**WHAT THIS TASK INVOLVES:** Output every line of the material exactly, omitting images.

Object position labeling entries
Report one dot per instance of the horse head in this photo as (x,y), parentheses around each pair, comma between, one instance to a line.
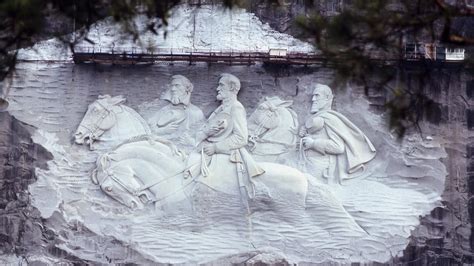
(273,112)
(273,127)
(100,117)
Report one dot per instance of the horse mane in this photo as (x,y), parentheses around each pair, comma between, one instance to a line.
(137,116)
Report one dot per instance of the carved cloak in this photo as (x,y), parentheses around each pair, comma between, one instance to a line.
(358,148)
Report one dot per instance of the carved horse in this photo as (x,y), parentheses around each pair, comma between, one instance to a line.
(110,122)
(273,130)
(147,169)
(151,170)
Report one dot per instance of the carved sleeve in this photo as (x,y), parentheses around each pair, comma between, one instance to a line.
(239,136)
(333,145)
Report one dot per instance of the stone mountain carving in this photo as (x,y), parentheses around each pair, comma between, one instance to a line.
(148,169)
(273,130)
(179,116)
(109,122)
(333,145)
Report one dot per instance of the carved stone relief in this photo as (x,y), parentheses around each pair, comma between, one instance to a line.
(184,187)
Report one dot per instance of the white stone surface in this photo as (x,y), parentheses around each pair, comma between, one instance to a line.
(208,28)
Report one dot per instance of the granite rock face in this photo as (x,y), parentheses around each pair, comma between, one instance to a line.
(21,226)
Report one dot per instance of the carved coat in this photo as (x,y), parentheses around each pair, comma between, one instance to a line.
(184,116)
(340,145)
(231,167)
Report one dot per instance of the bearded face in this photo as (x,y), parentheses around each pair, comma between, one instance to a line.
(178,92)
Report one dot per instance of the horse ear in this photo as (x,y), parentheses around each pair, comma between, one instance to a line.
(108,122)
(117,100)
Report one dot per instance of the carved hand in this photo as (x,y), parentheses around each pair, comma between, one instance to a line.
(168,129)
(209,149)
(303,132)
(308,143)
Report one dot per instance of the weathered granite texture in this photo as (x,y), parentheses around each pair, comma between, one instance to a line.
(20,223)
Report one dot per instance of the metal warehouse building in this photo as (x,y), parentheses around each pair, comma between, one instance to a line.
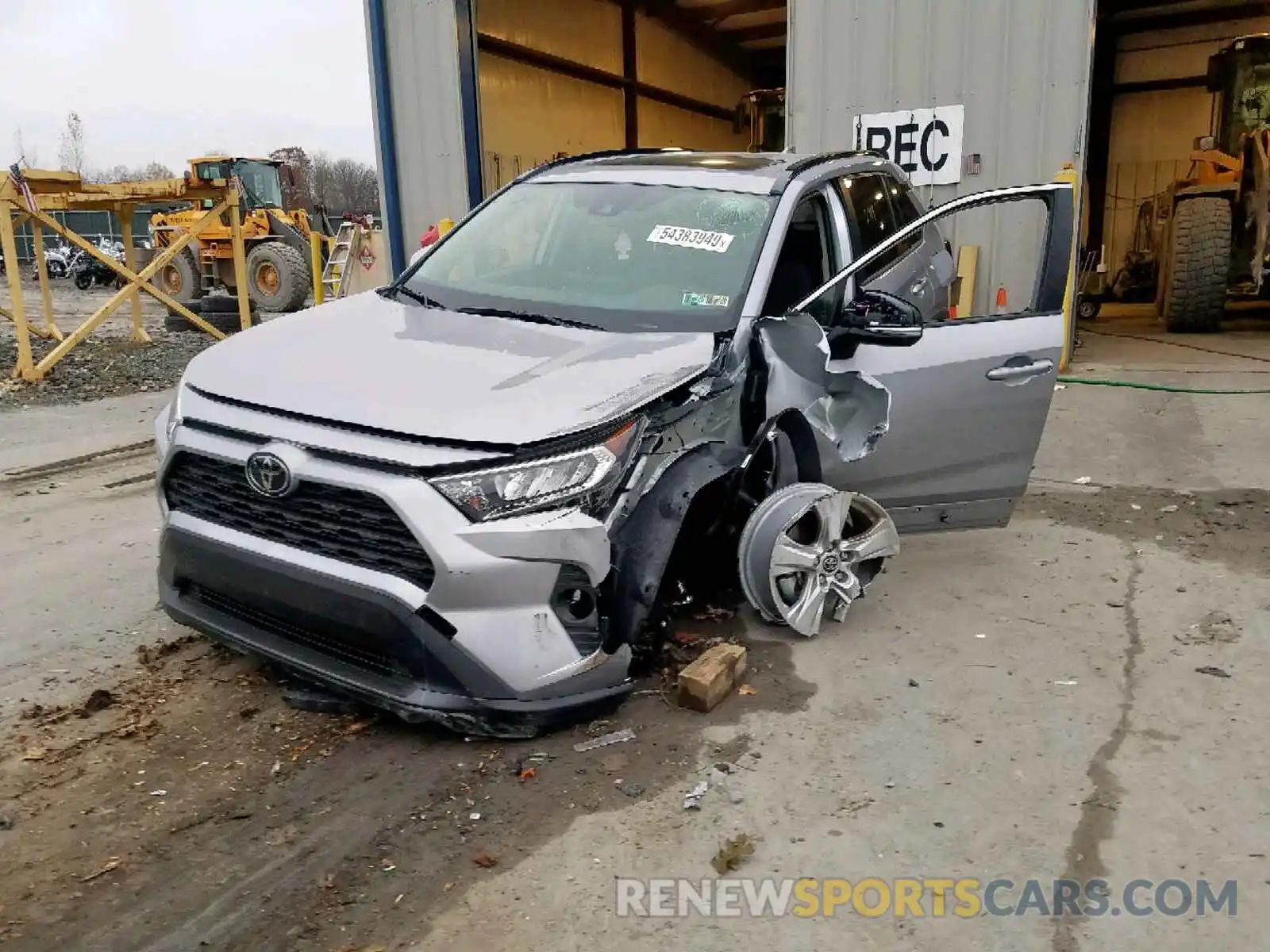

**ANSWER FOR THIS EXERCISE:**
Report one dot per instance of the horse head in this photo as (x,y), parentheses around each pair, comma between, one instance to a line.
(273,112)
(273,127)
(100,117)
Report one dot per instance of the horse mane in this photo as (x,y), parentheses around each pair, comma between, one instance to a line.
(137,116)
Report one dot per instance of the carved cloak in this photo as (x,y), parentheses around each pair, comma between, one instance to a line.
(358,148)
Report one dot per instance of the carved horse in this photo as (x,y), parentheses around each pair, comma between, one instance to a line.
(110,122)
(273,130)
(147,169)
(151,170)
Report one dot per instance of the carved sleeve in this photo as (x,y), parentheses around each pair, comma between, one instance to a line.
(239,136)
(333,145)
Report one dot per instance of the stone mountain carving in this photo as (x,y), parentheses around each pair, comma between, one instance to a line.
(148,169)
(273,130)
(179,116)
(109,122)
(333,145)
Report one dot per instance of the carved stone relief in this photo as (x,y), parentheses around each pair, comma between, one instance to a line.
(184,187)
Report one dot per instance of the white stone surface in this photo as (x,y), parentheses around each pair, comma between, one instance to a line.
(208,28)
Report one dot per instance of the granite rock face in this photo as (x,y), parentheses around each pair, comma between, one instance to a line.
(21,226)
Report one dot per instance of the carved coat in this photo as (x,y), parentheses around each pair, comma between, one instance to a line.
(184,116)
(340,145)
(231,167)
Report one dot per instance of the bearded face in this photo as (x,y), parentheses around each pair, comma between, one instance to a line.
(178,92)
Report one dot per instance of the horse ear in this photo as (x,y), parentheses around each pair, comma between, one instance to a line.
(108,122)
(117,100)
Report one dot per instance of the carved hand in this photo as (x,y), parentheses around each pair, comma between, one instance to a line.
(168,129)
(209,149)
(303,132)
(308,143)
Report one dot per instance of the weathered granite texture in this photo as (x,y), parentheses around each pair, comma between, one instance to a line.
(20,223)
Report one dot per instance of the metal warehouse building in this photo as (x,y), parentheses around each pair, comma between, one instance to a line.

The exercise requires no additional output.